**** ОТРЫВОК ТЕКСТА ****
Перикл, один из негромких выборных президентов древних Афин задержался в истории сразу на несколько тысячелетий, обронив лишь однажды, что только одного хотел бы, чтобы поколения, которые когда-нибудь придут следом, сказали бы о нем как о том самом, во времена которого никто не был облачен в траур на его счет. После него было немало других, не менее добрых пожеланий, но запомнили отчего-то только его.

На сходную тему, но уже в ином настроении, Генрих Хайне, немецкий поэт, сказал, что врагов так или иначе необходимо прощать – но только после того, как их повесят. На сегодняшний день количество последователей именно такого способа нахождения компромиссов приняло уже такие масштабы, что число прощенных устойчиво держит позади количество желающих простить, и последних на всех хронически не хватает.

Кутта Младший, тонкий и непреклонный сторонник принципа невмешательства, когда это его устраивало, умевший едва ли не при любых внешних условиях держаться тонкой грани походного боевого ножа – между добром и злом, в памяти, видимо, останется своим сообщением, что в нашем деле главное – это постоянно следить за не занятым за спиной пространством. Похвала женщины подобна ошибочному диагнозу: книга от нее умирает.
**** ИСХОДНЫЕ ДАННЫЕ ****
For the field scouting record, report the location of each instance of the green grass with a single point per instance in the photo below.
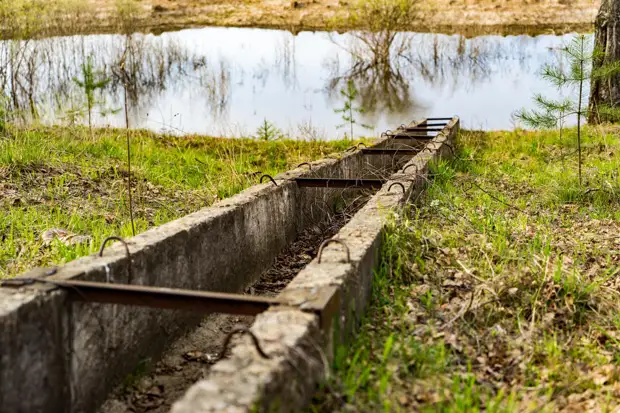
****
- ЗАДАНИЕ: Измените отрывок о знаменитых изречениях: перепишите его, начиная с места, где стоят слова «Кутта Младший, тонкий», и заканчивая словами «книга от нее умирает.», поставив «рукопись» вместо «книга».

- РЕШЕНИЕ:
Кутта Младший, тонкий и непреклонный сторонник принципа невмешательства, когда это его устраивало, умевший едва ли не при любых внешних условиях держаться тонкой грани походного боевого ножа – между добром и злом, в памяти, видимо, останется своим сообщением, что в нашем деле главное – это постоянно следить за не занятым за спиной пространством. Похвала женщины подобна ошибочному диагнозу: рукопись от нее умирает.